**Work to complete:** Please reproduce every line of the material below word for word, in the same order.

**Dataset excerpts:**
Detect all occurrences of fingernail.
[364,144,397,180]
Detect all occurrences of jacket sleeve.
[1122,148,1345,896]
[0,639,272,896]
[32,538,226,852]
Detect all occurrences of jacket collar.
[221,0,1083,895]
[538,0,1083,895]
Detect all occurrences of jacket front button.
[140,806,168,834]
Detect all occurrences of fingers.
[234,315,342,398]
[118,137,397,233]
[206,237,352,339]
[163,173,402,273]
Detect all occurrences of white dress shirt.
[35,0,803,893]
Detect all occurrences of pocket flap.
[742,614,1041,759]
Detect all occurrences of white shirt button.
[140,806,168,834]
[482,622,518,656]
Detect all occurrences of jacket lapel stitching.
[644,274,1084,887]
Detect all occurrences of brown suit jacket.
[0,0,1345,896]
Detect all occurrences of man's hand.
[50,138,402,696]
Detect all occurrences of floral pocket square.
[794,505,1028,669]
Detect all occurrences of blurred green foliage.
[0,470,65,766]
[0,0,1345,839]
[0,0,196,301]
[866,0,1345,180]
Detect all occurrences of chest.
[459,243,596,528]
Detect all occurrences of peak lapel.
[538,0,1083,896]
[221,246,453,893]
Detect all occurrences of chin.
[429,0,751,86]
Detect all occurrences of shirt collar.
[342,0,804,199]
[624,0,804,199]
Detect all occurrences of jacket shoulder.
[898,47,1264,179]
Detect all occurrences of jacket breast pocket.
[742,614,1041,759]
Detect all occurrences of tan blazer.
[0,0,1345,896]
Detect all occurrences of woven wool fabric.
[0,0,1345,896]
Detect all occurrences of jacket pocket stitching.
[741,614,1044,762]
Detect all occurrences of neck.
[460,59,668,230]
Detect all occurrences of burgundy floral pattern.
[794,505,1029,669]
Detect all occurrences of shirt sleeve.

**Output of the exercise:**
Detect all occurrences of fingernail.
[364,144,397,180]
Detect all occurrences of jacket sleeve.
[1122,148,1345,896]
[0,639,272,896]
[32,538,226,852]
Detect all occurrences of jacket collar.
[221,0,1083,895]
[538,0,1083,895]
Detect all occurrences of jacket front button.
[140,806,168,834]
Detect all occurrences of fingers.
[234,315,342,398]
[118,137,397,233]
[206,237,352,339]
[163,173,402,273]
Detect all occurrences of white dress shirt.
[35,0,803,893]
Detect all occurrences of pocket flap.
[742,614,1041,759]
Detect all occurrences of white shirt button.
[140,806,168,834]
[482,622,518,656]
Detect all occurrences of jacket lapel stitching.
[644,274,1084,887]
Detect all occurrences of brown suit jacket.
[0,0,1345,896]
Detect all occurrences of man's hand.
[50,138,402,696]
Detect all occurrences of floral pocket square.
[794,505,1028,669]
Detect all occurrences of blurred green foliage.
[0,470,65,766]
[0,0,1345,839]
[0,0,196,301]
[866,0,1345,180]
Detect all occurrences of chest.
[459,243,596,528]
Detect all occurrences of peak lapel.
[538,0,1083,896]
[221,246,453,893]
Detect all occurrences of chin.
[429,0,751,86]
Detect all occurrences of shirt collar.
[342,0,804,199]
[624,0,804,199]
Detect all occurrences of jacket shoulder.
[898,47,1264,179]
Detect all occurrences of jacket breast pocket.
[742,614,1041,759]
Detect all occurrences of tan blazer.
[0,0,1345,896]
Detect all occurrences of woven wool fabric.
[0,0,1345,896]
Detect all occurrences of jacket pocket stitching.
[741,614,1044,762]
Detect all occurrences of neck.
[460,59,668,230]
Detect all occurrences of burgundy floral pattern.
[794,505,1029,669]
Detect all occurrences of shirt sleeve.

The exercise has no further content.